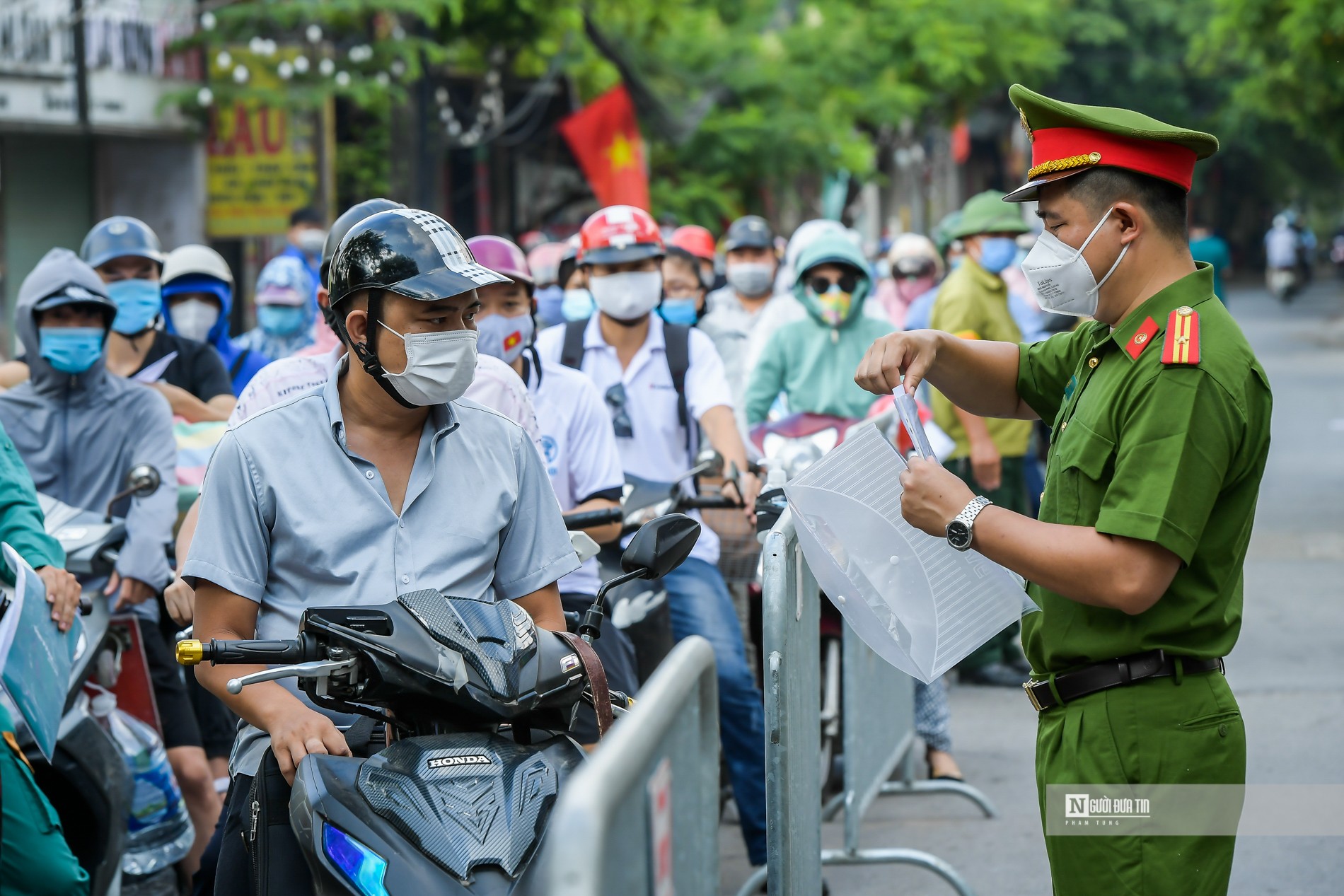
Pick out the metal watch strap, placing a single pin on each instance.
(969, 513)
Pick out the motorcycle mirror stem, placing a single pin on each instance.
(591, 629)
(141, 481)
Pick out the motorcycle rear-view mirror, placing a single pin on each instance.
(141, 481)
(660, 546)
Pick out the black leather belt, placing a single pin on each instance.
(1113, 673)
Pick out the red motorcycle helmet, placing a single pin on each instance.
(502, 257)
(694, 240)
(620, 234)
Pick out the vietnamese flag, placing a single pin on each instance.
(605, 139)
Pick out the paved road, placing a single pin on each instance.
(1285, 668)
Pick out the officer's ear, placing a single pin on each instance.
(1132, 219)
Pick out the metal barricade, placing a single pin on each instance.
(643, 813)
(878, 719)
(878, 716)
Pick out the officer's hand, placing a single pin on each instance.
(898, 355)
(304, 733)
(933, 496)
(62, 594)
(180, 601)
(132, 591)
(746, 491)
(985, 465)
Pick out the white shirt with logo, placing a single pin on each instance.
(578, 449)
(658, 446)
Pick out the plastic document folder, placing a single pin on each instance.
(35, 657)
(920, 603)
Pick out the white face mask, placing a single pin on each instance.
(440, 367)
(194, 319)
(751, 279)
(1060, 274)
(630, 296)
(312, 240)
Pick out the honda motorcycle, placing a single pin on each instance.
(476, 703)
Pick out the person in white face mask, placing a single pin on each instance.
(663, 386)
(381, 482)
(737, 309)
(1160, 429)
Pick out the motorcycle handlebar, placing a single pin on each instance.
(712, 503)
(246, 652)
(591, 519)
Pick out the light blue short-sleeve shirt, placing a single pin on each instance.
(292, 519)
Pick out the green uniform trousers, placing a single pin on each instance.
(34, 856)
(1011, 494)
(1152, 733)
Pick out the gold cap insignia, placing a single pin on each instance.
(1026, 127)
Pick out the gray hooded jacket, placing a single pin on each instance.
(80, 434)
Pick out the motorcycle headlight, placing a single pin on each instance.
(361, 866)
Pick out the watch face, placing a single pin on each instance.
(958, 534)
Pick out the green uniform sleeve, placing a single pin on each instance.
(21, 518)
(958, 313)
(766, 380)
(1045, 370)
(1176, 441)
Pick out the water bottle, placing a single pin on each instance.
(159, 829)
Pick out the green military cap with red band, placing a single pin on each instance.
(1067, 139)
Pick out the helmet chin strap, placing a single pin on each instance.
(364, 351)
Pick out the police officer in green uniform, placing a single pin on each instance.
(1160, 429)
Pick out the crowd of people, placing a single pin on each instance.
(620, 352)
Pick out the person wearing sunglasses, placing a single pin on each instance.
(664, 388)
(806, 361)
(991, 454)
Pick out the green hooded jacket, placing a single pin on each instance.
(811, 361)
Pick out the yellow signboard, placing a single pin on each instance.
(262, 163)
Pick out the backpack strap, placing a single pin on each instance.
(678, 348)
(572, 354)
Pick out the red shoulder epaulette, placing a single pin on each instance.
(1182, 342)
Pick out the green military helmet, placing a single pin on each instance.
(1067, 139)
(987, 214)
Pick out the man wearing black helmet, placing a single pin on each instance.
(418, 488)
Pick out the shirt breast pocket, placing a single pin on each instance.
(1085, 464)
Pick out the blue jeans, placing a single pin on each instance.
(699, 603)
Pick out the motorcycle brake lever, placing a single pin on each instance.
(316, 669)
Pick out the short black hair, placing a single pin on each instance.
(1101, 188)
(306, 215)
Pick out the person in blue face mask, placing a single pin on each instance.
(284, 315)
(683, 289)
(128, 258)
(991, 454)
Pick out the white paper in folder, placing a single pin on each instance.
(915, 601)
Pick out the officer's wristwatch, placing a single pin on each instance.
(960, 530)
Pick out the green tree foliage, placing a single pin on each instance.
(1288, 62)
(1174, 62)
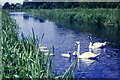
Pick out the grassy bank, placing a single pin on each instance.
(107, 17)
(22, 58)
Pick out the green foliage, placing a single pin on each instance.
(109, 17)
(22, 58)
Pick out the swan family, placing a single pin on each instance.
(87, 55)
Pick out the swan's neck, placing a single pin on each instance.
(78, 51)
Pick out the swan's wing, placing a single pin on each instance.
(87, 55)
(65, 55)
(98, 44)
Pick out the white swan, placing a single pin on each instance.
(66, 55)
(86, 54)
(45, 51)
(96, 45)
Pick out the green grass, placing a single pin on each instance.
(107, 17)
(22, 58)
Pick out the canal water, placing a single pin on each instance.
(63, 35)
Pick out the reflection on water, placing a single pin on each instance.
(63, 35)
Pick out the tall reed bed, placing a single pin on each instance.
(22, 58)
(109, 17)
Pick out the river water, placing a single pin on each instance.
(63, 35)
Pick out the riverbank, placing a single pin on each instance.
(22, 58)
(99, 16)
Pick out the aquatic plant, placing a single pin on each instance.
(22, 58)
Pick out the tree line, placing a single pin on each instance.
(61, 5)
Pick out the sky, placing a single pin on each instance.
(10, 1)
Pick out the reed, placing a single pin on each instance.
(22, 58)
(107, 17)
···
Aim of the exercise >>
Using the material above, return every line exactly as it appears, minus the pictures.

Exercise answer >>
Pick out the metal watch strap, placing a single pin on each instance.
(969, 513)
Pick out the motorcycle mirror stem, placing a single pin on each instance.
(591, 629)
(141, 481)
Pick out the motorcycle rear-view mirror, placing a single pin on each instance.
(141, 481)
(660, 546)
Pick out the black leather belt, placing a single pin on each instance.
(1113, 673)
Pick out the red motorcycle helmet, placing a single pin on each instance.
(502, 257)
(694, 240)
(620, 234)
Pick out the vietnamese flag, placing a single pin on each instance.
(605, 139)
Pick out the paved road, placing a single pin on each instance.
(1285, 668)
Pick out the officer's ear, placing a single pin on each instance.
(1132, 219)
Pick out the metal barricade, placing a single pin on each instance.
(643, 813)
(878, 719)
(878, 716)
Pick out the officer's hand, placing a single pin on each instance.
(898, 355)
(304, 733)
(933, 496)
(62, 594)
(180, 601)
(132, 591)
(746, 491)
(985, 465)
Pick out the white shirt with logo, placing a single pin on each instance.
(578, 449)
(658, 446)
Pick out the plastic document folder, placing a single pin on each instance.
(35, 657)
(920, 603)
Pick out the white face mask, placing a single pin on each instance.
(440, 367)
(194, 319)
(751, 279)
(1060, 274)
(630, 296)
(312, 240)
Pick out the honda motorcycle, placing a single pin on each instance.
(476, 703)
Pick out the person in white face mask, placing a single pin on each instance.
(663, 386)
(381, 482)
(737, 309)
(1160, 429)
Pick out the motorcycle handlebar, placing a single pin on each instance.
(712, 503)
(246, 652)
(591, 519)
Pick out the light blue short-sleeve shirt, placing a single pin on each instance.
(292, 519)
Pick out the green uniform trousers, placing a single pin on each instance.
(34, 856)
(1011, 494)
(1152, 733)
Pick out the gold cap insignia, placing a single pin on each instance.
(1026, 127)
Pick out the gray hooded jacket, placing a single pin on each instance.
(80, 434)
Pick out the motorcycle headlight, placing a single pin on each instance.
(361, 866)
Pick out the watch face, placing a single pin on each instance.
(958, 534)
Pick out the green uniform sleeve, placing a single pin on each instance.
(21, 518)
(958, 313)
(766, 380)
(1045, 370)
(1176, 441)
Pick out the water bottle, placing a single pin on each instance.
(159, 829)
Pick out the green military cap with red band, placing a single pin on each instance.
(1067, 139)
Pick out the helmet chin strap, placing a single pin on each instance.
(364, 351)
Pick out the police officer in green uniform, placing a single pin on each instance.
(1160, 429)
Pick out the crowd of people, placing a single pin on each instance.
(620, 352)
Pick out the person wearing sunglasses, placing a single pin on each instance.
(664, 388)
(806, 361)
(991, 454)
Pick out the green hooded jacket, placing a single pin on each instance.
(811, 361)
Pick out the yellow signboard, placing a single pin on each instance.
(262, 163)
Pick out the backpack strap, placing a single pin on each instance.
(678, 348)
(572, 354)
Pick out the red shoulder epaulette, placing a single pin on each instance.
(1182, 342)
Pick out the green military helmet, placing a single pin on each instance.
(1067, 139)
(987, 214)
Pick out the man wearing black helmet, placing a single pin on each instance.
(418, 488)
Pick out the shirt breast pocket, placing a single pin on each instance.
(1085, 464)
Pick out the blue jeans, placing a single pin on each instance.
(699, 603)
Pick out the motorcycle brake lever, placing a single pin on each instance.
(316, 669)
Pick out the short black hair, placing a single pin on each instance.
(1101, 188)
(306, 215)
Pick out the person in blue face mask, placing a single pin on each instance.
(284, 315)
(683, 289)
(128, 258)
(991, 454)
Pick out the white paper in folder, placing a single pin on each instance.
(915, 601)
Pick out the officer's wristwatch, placing a single pin on each instance.
(960, 530)
Pick out the green tree foliage, placing a single pin on each instance.
(1288, 62)
(1174, 62)
Pick out the grassy bank, placing a single pin on each instance.
(107, 17)
(22, 58)
Pick out the green foliage, placing a single pin on each instance.
(109, 17)
(22, 58)
Pick out the swan family, placing a single pin on each instance.
(87, 55)
Pick out the swan's neck, placing a single pin on each instance.
(78, 51)
Pick out the swan's wing, placing a single pin on each instance.
(87, 55)
(65, 55)
(98, 44)
Pick out the white swan, placing a single pin on each instance.
(66, 55)
(86, 54)
(45, 51)
(96, 45)
Pick out the green grass, placing a single pin on each instance.
(107, 17)
(22, 58)
Pick out the canal water, placing a single pin on each instance.
(63, 35)
Pick out the reflection on water, placing a single pin on each instance.
(63, 35)
Pick out the tall reed bed, placing a single pin on each instance.
(22, 58)
(109, 17)
Pick out the river water, placing a single pin on each instance.
(63, 35)
Pick out the riverbank, placing a single pin on each instance.
(22, 58)
(99, 16)
Pick out the aquatic plant, placing a single pin on each instance.
(22, 58)
Pick out the tree line, placing a single pin on each instance.
(61, 5)
Pick out the sky, placing a single pin on each instance.
(10, 1)
Pick out the reed, placing a single pin on each instance.
(22, 58)
(107, 17)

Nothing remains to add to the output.